What the exercise asks:
Reproduce each of the records below verbatim, line for line, from first to last.

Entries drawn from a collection
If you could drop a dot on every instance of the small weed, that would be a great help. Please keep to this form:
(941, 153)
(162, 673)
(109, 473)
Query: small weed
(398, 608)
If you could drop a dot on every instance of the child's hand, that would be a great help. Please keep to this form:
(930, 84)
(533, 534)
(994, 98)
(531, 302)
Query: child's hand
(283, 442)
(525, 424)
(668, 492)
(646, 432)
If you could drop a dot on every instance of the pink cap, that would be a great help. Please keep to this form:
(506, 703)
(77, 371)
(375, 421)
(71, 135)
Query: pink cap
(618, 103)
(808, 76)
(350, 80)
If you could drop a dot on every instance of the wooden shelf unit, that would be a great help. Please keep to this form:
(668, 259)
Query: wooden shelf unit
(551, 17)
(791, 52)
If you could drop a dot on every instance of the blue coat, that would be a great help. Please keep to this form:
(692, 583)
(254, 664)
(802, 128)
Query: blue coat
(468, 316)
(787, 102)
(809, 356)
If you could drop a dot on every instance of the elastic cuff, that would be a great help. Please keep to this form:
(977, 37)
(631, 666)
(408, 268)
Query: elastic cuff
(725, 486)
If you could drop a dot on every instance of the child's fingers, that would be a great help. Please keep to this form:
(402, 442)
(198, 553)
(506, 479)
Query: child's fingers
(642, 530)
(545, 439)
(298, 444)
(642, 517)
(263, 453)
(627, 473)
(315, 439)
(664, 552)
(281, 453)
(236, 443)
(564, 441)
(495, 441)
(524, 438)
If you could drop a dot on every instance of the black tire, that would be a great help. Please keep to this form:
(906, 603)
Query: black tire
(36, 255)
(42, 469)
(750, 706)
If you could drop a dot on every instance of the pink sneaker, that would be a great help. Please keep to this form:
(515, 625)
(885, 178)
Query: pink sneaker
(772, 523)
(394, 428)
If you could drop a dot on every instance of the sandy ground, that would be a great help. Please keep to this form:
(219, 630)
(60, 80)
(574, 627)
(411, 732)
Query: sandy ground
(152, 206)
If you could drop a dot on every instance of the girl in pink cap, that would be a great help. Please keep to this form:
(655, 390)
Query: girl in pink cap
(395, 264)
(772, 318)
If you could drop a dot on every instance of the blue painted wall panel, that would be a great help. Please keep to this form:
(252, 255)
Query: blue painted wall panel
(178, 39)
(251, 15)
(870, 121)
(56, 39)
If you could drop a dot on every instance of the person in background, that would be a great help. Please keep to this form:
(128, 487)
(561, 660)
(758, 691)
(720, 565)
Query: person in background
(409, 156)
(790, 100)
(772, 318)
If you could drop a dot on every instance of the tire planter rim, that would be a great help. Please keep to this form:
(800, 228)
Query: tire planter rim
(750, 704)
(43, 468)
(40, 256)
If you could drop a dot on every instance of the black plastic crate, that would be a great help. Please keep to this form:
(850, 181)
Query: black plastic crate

Expected answer:
If you could drop a dot on every instance of the small weed, that would be a great help. Please keep to this form:
(941, 153)
(162, 673)
(109, 473)
Query: small weed
(398, 608)
If you could drop a dot on every instance of the child's hand, that would be a great help. Please keep to this form:
(930, 84)
(533, 534)
(994, 98)
(531, 302)
Query: child's hand
(283, 442)
(525, 424)
(668, 492)
(646, 432)
If you could drop a dot on every instance of the pink cap, that would be a great help. Please keep to this form:
(506, 703)
(77, 371)
(375, 421)
(71, 135)
Query: pink cap
(618, 103)
(808, 76)
(350, 80)
If you could drop a dot on every instance of the wooden shelf unit, that would be a great help. Please keep to this form:
(668, 259)
Query: wooden shelf unit
(551, 17)
(791, 52)
If you could drop a dot on every instance of the blue coat, that would be a great help. Please keep to this form:
(692, 583)
(254, 664)
(802, 128)
Query: blue coat
(468, 316)
(787, 102)
(809, 356)
If you could drop a dot on every instance of the elastic cuff, that would be a great help. Please keep to this form:
(977, 37)
(631, 666)
(408, 268)
Query: elastic cuff
(725, 486)
If you could drop a dot on every instance of the child's fingers, that would be a great help. Please keep to this form:
(402, 442)
(198, 553)
(506, 479)
Query: child's fingers
(642, 530)
(545, 439)
(298, 444)
(642, 517)
(263, 453)
(627, 473)
(315, 439)
(664, 552)
(281, 453)
(236, 443)
(564, 441)
(495, 441)
(524, 438)
If you could drop a dot on every instance of the black tire, that would be a great help. Please keep to this form:
(906, 603)
Query: black tire
(36, 255)
(42, 469)
(750, 706)
If you could drop a dot on every instance of the pink sneaker, that would be a great help. Please keep to this form:
(515, 625)
(885, 178)
Query: pink sneaker
(772, 523)
(394, 428)
If you could drop a dot on every instance of the sandy ground, that would be a great help. Please keep to this form:
(219, 630)
(60, 80)
(574, 627)
(411, 732)
Query: sandy ground
(152, 206)
If you could drop a dot on every instance of the girl in pink cap, that would be a great help. Please keep to this form:
(655, 390)
Query: girl in pink cap
(395, 264)
(772, 318)
If you could drop a dot on every instance of the blue painted wall panel, that would be a great help. Please keep to this form:
(252, 255)
Query: blue painted wall panel
(178, 39)
(251, 15)
(870, 121)
(56, 39)
If you could drop a dot on every instance of the person in background, that would be a great help. Please keep to this form:
(128, 487)
(561, 660)
(758, 691)
(720, 565)
Query: person in background
(409, 156)
(790, 100)
(772, 318)
If you could drop a dot on every instance of the tire planter rim, that would be a great help. Please keep to this form:
(800, 228)
Query: tire planter rim
(750, 704)
(43, 468)
(40, 256)
If you could drop a dot on every instance of the black plastic crate, that would be a great help. Please keep to this form:
(850, 181)
Query: black plastic crate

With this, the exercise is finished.